Records supplied>
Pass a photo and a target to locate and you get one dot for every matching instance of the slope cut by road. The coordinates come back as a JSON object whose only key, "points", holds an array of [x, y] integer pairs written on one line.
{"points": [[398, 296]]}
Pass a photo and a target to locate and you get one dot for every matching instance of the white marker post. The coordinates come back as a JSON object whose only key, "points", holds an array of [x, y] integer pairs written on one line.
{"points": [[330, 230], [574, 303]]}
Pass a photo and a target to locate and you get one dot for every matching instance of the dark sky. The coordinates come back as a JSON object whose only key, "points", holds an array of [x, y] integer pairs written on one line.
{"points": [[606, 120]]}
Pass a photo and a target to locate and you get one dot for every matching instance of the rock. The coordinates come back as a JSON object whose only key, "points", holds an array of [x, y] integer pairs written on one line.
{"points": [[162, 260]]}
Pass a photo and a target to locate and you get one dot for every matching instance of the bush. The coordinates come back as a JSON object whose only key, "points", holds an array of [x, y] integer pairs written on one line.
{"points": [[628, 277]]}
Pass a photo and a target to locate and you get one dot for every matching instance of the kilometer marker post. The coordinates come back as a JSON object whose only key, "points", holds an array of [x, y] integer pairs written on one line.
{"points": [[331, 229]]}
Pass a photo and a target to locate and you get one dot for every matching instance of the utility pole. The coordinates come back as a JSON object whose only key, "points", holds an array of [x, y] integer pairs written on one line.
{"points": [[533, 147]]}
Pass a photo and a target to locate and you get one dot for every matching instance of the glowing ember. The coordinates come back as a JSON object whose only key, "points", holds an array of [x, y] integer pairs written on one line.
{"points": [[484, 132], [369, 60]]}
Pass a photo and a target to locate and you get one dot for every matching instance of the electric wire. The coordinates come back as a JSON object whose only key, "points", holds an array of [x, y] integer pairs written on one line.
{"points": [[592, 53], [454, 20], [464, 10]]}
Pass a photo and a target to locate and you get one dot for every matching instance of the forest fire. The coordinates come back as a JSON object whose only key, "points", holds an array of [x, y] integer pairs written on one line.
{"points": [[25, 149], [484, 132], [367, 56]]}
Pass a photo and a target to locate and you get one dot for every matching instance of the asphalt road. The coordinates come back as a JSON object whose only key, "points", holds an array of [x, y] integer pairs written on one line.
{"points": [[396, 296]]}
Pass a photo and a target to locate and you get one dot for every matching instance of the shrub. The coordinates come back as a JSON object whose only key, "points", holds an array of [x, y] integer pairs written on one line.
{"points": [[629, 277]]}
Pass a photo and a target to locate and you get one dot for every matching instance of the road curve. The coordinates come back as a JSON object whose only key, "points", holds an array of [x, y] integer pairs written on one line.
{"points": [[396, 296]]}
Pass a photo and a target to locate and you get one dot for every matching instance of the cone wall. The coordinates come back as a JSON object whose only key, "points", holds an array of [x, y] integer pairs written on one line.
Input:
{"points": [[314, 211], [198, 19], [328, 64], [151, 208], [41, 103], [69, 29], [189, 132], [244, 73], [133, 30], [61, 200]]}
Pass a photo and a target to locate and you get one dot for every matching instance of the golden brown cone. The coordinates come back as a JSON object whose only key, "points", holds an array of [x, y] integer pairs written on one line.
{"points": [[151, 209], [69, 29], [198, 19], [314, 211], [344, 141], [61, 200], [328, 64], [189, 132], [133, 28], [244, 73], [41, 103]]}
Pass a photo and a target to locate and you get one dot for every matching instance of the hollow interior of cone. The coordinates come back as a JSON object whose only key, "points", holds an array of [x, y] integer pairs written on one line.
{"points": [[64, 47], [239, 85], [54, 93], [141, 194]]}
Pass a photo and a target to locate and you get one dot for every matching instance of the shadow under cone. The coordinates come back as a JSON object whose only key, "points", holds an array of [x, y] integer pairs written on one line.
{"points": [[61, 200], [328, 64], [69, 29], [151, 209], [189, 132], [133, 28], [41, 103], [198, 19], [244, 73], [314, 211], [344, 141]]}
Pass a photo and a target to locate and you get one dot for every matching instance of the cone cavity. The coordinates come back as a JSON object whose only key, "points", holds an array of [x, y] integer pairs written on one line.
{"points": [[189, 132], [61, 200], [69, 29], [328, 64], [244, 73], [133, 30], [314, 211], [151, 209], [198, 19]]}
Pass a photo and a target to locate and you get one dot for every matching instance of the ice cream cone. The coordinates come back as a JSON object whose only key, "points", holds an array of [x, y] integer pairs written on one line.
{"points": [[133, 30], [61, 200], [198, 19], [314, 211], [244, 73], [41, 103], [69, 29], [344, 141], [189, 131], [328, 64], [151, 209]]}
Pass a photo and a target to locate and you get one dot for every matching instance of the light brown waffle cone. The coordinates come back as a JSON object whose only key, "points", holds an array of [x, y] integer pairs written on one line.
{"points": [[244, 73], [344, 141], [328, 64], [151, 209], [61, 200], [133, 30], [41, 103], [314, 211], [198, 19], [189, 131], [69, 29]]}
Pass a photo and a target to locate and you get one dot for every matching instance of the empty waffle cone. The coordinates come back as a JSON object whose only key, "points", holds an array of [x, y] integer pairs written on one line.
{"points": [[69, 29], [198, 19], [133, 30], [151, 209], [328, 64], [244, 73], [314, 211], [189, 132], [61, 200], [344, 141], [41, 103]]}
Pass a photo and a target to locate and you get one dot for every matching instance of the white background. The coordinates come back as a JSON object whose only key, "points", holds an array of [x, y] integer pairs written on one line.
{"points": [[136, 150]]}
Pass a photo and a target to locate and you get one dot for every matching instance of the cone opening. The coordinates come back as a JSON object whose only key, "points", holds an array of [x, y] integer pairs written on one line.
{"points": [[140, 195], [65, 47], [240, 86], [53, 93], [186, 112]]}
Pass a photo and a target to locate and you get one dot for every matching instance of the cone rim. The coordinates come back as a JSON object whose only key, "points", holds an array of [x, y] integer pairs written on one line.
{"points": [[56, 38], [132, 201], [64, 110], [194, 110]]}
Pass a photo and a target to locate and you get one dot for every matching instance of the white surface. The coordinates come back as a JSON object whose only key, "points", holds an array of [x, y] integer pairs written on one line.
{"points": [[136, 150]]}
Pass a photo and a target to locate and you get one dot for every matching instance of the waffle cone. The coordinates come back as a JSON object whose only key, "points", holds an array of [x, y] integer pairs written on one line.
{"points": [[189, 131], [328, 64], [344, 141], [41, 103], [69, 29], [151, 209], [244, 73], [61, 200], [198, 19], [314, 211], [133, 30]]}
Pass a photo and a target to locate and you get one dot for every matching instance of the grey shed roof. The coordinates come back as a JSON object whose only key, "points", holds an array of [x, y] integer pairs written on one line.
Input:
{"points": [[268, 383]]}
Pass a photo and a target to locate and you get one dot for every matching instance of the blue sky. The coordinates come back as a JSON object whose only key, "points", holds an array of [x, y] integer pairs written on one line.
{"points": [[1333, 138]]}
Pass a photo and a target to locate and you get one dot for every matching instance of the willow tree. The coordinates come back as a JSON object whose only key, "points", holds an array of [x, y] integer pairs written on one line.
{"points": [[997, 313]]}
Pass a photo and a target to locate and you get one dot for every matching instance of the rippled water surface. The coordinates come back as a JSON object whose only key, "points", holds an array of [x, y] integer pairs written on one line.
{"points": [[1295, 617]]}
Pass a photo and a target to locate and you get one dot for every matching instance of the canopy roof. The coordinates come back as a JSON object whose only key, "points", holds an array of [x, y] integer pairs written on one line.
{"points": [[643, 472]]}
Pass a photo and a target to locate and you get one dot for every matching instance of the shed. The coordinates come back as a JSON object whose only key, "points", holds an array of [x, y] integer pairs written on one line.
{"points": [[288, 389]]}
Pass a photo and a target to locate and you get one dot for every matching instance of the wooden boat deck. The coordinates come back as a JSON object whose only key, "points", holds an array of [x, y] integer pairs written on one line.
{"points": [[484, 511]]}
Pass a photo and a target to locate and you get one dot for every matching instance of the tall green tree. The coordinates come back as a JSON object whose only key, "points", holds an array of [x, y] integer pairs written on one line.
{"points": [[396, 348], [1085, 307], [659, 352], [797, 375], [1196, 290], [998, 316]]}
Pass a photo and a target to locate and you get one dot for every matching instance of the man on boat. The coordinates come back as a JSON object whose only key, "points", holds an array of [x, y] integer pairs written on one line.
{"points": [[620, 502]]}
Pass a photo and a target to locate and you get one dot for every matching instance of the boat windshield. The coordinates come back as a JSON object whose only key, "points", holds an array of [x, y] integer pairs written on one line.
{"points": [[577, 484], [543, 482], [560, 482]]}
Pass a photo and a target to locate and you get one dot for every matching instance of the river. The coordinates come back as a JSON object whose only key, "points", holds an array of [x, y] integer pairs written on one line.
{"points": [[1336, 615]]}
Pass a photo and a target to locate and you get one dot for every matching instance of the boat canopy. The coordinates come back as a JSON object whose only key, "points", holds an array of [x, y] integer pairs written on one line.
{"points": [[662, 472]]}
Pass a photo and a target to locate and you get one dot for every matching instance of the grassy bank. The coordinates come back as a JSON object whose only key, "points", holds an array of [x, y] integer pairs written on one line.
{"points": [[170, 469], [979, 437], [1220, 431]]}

Challenge> Could you reproduce the rows from the line holding "of the grassy" through the end of the rows, inclusive, with "grassy bank" swapped for "sandy shore" and nothing else changed?

Response>
Pass a photo and a target to locate and you get one dot for every matching instance of the sandy shore. The coordinates come back as a JSON object whose only key, "points", holds an array of [x, y] integer pairs written on one line.
{"points": [[170, 469], [979, 437], [1220, 431]]}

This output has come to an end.